-- The data start --

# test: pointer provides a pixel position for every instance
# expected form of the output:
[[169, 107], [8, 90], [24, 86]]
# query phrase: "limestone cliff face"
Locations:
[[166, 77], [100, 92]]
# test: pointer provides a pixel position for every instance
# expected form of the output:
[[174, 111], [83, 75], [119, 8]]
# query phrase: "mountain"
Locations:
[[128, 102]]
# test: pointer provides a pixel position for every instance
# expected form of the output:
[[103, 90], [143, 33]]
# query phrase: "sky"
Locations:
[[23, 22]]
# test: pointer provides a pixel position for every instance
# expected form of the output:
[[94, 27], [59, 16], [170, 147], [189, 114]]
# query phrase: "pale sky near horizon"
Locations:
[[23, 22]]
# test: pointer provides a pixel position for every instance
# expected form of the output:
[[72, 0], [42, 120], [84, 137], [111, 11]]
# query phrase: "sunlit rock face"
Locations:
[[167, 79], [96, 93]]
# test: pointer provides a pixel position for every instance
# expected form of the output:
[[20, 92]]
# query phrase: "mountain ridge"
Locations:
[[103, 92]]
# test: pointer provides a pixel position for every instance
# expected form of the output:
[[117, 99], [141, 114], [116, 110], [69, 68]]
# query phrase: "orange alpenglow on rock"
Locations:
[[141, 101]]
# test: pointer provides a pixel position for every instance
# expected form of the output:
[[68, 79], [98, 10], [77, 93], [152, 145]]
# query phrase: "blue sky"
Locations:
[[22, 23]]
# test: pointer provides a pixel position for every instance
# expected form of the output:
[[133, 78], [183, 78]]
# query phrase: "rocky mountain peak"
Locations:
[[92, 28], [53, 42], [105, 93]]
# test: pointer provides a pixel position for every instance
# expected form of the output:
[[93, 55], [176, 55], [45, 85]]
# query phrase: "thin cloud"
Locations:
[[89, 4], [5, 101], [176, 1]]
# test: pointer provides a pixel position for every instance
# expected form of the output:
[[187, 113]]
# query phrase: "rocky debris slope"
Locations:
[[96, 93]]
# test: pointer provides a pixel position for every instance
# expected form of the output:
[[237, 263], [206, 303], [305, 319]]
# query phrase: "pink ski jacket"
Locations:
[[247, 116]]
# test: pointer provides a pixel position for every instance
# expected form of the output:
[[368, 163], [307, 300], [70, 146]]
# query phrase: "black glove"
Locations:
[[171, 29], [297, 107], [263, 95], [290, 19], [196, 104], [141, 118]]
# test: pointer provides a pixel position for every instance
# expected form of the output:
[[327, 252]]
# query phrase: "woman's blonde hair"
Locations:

-- The data end --

Exercise goal: Quote all of the entries above verbatim, line by line, with nothing changed or left out.

Completed task:
# test: pointer provides a pixel position for every instance
# expected form of the output:
[[169, 107], [8, 90], [24, 86]]
# query phrase: "limestone cliff face"
Locations:
[[166, 77], [100, 92]]
# test: pointer provides a pixel position for every instance
# expected form of the output:
[[174, 111], [83, 75], [119, 8]]
# query phrase: "mountain"
Locations:
[[128, 102]]
# test: pointer provides a pixel position for every instance
# expected form of the output:
[[103, 90], [143, 33]]
# query phrase: "sky"
Locations:
[[23, 22]]
# test: pointer provides a pixel position for every instance
# expected form of the output:
[[94, 27], [59, 16], [170, 147], [189, 114]]
# query phrase: "pale sky near horizon"
Locations:
[[23, 22]]
# test: pointer provides a pixel position for every instance
# expected form of the output:
[[72, 0], [42, 120], [84, 137], [111, 11]]
# query phrase: "sunlit rock face"
Locations:
[[167, 79], [96, 93]]
# test: pointer provides a pixel position for every instance
# expected form of the output:
[[20, 92]]
# query phrase: "mountain ridge"
Locations:
[[103, 92]]
# test: pointer provides a pixel position for every instance
# expected form of the output:
[[117, 99], [141, 114], [116, 110], [69, 68]]
# query phrase: "orange alpenglow on rock"
Locations:
[[141, 101]]
# test: pointer provides a pixel position for every instance
# expected form of the output:
[[68, 79], [98, 10], [77, 93], [152, 145]]
# query phrase: "blue sky"
Locations:
[[22, 23]]
# test: pointer provides a pixel position for every instance
# expected form of the output:
[[133, 78], [183, 78]]
# query phrase: "rocky mountain peak"
Locations:
[[92, 28], [53, 42], [105, 93]]
# test: pointer provides a pixel position for every instance
# expected form of the output:
[[93, 55], [176, 55], [45, 85]]
# query phrase: "thin cloud"
Locations:
[[89, 4], [5, 101], [176, 1]]
# test: pointer provides a pixel position for every instance
# expected form of the output:
[[187, 113]]
# query phrase: "rocky debris slope"
Locations:
[[96, 93]]
# test: pointer provides a pixel position for every instance
# expected form of the output:
[[237, 263], [206, 303], [305, 319]]
# query phrase: "pink ski jacket"
Locations:
[[247, 116]]
# test: pointer provides a pixel position for every instance
# expected form of the output:
[[368, 163], [307, 300], [70, 146]]
# query phrase: "black glove"
Locations:
[[171, 29], [297, 107], [263, 95], [290, 19], [196, 104], [141, 118]]
# test: pointer provides a pixel position for every instance
# expected form of the output:
[[327, 252]]
# query phrase: "woman's blonde hair"
Locations:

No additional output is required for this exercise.